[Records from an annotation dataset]
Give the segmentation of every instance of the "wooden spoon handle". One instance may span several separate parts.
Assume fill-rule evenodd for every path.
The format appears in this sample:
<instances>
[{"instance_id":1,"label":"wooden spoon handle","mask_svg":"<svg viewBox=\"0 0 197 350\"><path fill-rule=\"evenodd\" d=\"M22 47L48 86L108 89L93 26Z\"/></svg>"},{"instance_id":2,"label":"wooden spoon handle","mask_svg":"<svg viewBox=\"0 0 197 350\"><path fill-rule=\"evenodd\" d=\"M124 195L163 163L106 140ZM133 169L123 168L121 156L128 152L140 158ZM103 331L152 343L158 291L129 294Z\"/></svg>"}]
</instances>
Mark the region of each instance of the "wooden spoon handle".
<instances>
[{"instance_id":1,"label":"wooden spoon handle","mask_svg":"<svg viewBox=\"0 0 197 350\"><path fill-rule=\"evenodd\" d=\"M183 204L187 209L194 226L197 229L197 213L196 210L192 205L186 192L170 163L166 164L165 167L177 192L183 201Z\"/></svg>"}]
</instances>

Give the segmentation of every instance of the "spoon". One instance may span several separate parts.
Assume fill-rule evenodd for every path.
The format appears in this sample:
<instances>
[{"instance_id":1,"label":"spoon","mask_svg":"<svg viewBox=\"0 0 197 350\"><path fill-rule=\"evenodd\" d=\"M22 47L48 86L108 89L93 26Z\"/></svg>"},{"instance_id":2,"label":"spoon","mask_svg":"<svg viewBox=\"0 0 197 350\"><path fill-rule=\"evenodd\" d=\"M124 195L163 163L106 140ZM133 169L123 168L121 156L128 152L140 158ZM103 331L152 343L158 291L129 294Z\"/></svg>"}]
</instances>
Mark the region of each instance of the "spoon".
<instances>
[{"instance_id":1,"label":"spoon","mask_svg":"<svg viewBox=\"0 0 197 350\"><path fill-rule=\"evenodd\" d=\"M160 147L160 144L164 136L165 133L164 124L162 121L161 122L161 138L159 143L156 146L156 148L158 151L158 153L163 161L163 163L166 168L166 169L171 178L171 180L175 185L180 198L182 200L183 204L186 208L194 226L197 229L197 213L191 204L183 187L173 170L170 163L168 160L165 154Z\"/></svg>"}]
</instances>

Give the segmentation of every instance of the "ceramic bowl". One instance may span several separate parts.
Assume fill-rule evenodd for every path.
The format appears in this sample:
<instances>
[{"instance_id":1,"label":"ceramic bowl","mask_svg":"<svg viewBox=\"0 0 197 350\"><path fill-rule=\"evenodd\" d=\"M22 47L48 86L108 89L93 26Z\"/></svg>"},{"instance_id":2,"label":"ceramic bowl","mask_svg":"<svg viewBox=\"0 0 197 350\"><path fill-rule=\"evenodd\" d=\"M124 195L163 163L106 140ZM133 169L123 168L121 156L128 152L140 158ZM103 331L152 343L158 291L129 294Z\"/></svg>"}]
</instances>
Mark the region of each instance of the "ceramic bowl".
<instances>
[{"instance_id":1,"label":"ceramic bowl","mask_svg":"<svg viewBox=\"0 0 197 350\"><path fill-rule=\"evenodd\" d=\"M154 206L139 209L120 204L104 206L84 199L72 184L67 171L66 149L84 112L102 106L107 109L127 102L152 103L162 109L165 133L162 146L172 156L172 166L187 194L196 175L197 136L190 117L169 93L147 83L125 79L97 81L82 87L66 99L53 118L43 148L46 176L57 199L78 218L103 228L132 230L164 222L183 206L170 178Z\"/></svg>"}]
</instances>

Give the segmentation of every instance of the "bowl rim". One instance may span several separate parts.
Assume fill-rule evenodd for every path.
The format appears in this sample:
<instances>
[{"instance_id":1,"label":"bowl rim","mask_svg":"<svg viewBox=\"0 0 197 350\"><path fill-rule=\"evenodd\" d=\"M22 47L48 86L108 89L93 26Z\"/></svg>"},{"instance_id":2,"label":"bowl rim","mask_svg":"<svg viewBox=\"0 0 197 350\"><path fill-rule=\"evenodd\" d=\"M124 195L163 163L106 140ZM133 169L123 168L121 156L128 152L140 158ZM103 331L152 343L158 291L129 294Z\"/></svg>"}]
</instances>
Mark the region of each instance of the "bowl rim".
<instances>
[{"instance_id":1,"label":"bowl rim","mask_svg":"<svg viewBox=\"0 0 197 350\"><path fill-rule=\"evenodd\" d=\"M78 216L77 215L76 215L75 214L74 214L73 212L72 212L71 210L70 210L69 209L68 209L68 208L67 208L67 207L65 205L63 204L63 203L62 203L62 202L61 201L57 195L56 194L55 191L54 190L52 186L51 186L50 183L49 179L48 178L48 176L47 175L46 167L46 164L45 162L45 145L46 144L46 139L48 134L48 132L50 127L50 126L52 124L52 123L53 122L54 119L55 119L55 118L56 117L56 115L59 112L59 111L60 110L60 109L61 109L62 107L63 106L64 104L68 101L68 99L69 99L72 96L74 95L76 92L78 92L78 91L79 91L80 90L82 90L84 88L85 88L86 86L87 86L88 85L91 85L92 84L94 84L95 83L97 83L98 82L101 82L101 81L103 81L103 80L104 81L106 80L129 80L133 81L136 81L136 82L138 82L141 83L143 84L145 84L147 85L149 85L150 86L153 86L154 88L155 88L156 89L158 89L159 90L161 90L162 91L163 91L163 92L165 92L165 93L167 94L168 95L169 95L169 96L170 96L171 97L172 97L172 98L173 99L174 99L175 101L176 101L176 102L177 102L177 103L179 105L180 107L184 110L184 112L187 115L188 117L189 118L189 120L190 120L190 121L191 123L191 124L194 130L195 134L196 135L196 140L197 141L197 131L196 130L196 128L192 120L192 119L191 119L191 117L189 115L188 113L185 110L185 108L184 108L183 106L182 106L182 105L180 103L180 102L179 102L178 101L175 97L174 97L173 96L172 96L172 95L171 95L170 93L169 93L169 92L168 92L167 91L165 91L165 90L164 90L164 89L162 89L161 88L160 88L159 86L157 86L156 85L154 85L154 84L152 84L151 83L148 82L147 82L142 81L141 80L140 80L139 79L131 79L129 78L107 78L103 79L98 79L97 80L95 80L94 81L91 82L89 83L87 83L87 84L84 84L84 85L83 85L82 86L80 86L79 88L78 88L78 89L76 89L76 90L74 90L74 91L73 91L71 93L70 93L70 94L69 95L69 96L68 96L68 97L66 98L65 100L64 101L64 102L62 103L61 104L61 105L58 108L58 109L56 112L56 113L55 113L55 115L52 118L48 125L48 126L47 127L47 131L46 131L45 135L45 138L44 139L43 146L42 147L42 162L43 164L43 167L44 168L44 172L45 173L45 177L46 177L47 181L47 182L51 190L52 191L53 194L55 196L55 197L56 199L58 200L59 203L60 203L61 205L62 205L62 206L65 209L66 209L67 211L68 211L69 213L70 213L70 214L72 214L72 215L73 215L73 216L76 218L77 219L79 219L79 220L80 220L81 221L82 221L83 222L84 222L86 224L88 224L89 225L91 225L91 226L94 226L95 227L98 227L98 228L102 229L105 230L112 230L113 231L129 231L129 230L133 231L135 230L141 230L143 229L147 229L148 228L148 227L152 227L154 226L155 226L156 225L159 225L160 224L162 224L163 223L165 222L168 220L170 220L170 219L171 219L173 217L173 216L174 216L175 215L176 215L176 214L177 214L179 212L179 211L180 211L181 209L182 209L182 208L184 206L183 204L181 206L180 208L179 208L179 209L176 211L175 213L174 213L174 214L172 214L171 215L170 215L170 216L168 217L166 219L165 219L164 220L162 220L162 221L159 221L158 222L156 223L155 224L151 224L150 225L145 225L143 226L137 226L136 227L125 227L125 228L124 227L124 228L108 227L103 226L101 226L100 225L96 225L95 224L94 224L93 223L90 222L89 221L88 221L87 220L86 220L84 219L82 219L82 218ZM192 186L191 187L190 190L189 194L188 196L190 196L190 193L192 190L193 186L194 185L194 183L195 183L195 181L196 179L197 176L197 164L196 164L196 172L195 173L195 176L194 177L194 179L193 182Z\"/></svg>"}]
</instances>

Task to carry out - State how many lines in the items above contain the word "region". Reply with the number alone.

Completed task - 4